_Directions:_
Show each line of the material that contains the word "tall", copied in full.

_Supplied material:_
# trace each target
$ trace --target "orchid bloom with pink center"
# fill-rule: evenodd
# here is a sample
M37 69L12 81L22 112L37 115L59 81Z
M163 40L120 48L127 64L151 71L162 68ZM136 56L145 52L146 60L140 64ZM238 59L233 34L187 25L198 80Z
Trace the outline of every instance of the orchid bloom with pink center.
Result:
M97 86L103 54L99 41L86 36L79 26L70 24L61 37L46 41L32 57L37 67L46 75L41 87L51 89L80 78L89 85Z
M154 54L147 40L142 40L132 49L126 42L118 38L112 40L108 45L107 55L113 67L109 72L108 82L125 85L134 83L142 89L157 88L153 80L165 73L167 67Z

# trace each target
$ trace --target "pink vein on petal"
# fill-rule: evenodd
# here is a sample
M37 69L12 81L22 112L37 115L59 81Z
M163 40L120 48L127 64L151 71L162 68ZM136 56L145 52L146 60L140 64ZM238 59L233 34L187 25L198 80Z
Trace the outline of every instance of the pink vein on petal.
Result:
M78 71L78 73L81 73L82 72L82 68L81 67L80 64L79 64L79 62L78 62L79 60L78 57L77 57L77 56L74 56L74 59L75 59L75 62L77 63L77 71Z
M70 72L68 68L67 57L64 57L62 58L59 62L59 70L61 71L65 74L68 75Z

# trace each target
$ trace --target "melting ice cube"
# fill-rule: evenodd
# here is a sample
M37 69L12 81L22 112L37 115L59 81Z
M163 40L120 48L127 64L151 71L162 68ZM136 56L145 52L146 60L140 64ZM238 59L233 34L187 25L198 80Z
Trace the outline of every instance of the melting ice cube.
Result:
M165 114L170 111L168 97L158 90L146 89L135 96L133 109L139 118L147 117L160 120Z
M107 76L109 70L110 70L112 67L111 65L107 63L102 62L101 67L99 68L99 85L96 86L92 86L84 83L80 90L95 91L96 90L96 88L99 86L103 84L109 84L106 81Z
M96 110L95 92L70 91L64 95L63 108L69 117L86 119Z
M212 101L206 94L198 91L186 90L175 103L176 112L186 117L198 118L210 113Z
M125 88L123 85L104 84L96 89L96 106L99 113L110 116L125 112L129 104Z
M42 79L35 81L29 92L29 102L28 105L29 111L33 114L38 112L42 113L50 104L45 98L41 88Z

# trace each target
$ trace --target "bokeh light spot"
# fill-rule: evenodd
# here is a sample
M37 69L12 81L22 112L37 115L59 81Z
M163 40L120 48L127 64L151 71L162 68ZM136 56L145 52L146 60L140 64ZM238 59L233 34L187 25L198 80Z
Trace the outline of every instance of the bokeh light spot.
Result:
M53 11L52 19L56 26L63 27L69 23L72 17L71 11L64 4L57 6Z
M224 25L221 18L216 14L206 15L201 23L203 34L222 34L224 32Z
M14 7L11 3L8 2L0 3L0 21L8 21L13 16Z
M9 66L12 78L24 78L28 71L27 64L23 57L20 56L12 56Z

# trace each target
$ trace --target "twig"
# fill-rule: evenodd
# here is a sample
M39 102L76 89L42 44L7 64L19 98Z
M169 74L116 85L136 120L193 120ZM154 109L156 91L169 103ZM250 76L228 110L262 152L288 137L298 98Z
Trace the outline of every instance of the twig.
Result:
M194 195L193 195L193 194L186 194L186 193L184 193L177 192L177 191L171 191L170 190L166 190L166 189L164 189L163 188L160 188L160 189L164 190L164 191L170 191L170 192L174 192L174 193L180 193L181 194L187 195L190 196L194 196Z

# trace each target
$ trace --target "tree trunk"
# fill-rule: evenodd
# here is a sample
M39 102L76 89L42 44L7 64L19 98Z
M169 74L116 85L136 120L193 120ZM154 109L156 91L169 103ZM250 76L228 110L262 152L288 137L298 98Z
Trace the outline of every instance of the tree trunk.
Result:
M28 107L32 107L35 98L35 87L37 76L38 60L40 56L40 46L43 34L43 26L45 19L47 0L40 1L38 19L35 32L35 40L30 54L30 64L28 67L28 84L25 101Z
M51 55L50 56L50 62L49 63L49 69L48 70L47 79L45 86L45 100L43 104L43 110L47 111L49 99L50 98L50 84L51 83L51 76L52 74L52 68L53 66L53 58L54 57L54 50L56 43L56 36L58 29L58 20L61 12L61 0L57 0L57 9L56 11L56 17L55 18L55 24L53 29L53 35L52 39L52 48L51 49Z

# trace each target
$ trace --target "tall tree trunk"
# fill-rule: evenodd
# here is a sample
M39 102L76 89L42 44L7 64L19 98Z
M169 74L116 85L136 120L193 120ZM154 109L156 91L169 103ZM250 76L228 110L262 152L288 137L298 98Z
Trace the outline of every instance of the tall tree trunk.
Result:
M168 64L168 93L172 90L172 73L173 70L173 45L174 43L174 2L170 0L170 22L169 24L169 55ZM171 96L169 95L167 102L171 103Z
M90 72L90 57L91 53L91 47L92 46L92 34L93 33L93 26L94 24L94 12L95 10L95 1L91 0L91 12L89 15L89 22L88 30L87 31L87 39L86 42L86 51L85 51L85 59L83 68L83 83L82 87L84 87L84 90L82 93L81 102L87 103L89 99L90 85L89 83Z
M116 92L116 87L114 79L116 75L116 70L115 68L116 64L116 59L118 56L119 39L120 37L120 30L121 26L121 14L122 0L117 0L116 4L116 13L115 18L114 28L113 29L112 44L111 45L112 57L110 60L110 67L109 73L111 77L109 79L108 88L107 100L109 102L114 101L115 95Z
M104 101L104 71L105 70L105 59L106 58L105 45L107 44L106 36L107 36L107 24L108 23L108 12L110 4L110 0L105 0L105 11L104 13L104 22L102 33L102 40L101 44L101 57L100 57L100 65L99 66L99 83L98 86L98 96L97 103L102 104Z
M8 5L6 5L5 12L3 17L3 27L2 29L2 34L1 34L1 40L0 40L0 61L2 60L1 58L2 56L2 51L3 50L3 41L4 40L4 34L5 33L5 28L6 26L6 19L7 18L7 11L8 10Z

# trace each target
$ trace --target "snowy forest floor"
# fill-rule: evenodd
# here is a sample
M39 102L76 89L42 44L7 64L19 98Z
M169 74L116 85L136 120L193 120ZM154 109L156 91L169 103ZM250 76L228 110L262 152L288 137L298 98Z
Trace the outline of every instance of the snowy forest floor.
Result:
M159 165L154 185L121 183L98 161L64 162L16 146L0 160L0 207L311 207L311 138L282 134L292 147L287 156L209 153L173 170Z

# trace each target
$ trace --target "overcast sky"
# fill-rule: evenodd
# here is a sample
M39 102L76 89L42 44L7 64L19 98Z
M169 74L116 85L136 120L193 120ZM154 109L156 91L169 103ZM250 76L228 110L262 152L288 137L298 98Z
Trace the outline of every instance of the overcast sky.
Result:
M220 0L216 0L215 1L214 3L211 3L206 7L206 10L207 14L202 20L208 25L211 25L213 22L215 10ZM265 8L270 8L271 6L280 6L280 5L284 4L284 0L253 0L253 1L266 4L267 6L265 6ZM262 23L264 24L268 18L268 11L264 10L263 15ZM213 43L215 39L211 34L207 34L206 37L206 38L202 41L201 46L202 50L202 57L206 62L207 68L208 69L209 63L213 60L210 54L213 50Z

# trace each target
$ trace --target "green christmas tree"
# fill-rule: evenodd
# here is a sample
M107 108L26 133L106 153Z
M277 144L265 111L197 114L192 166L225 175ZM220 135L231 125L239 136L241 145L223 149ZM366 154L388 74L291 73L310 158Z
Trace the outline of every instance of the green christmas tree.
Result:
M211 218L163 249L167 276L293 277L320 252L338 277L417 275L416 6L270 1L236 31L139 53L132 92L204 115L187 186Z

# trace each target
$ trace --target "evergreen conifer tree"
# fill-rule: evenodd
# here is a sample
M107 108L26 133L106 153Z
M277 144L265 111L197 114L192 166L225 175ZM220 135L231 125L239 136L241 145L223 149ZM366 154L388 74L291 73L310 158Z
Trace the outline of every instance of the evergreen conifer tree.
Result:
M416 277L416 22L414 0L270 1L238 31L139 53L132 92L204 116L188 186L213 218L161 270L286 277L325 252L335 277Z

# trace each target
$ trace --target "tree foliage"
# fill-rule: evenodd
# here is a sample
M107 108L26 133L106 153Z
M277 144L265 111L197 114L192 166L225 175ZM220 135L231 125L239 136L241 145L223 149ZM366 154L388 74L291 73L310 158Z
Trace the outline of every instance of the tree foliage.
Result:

_Output for this exercise:_
$ trace --target "tall tree trunk"
Trace the outline of every instance of the tall tree trunk.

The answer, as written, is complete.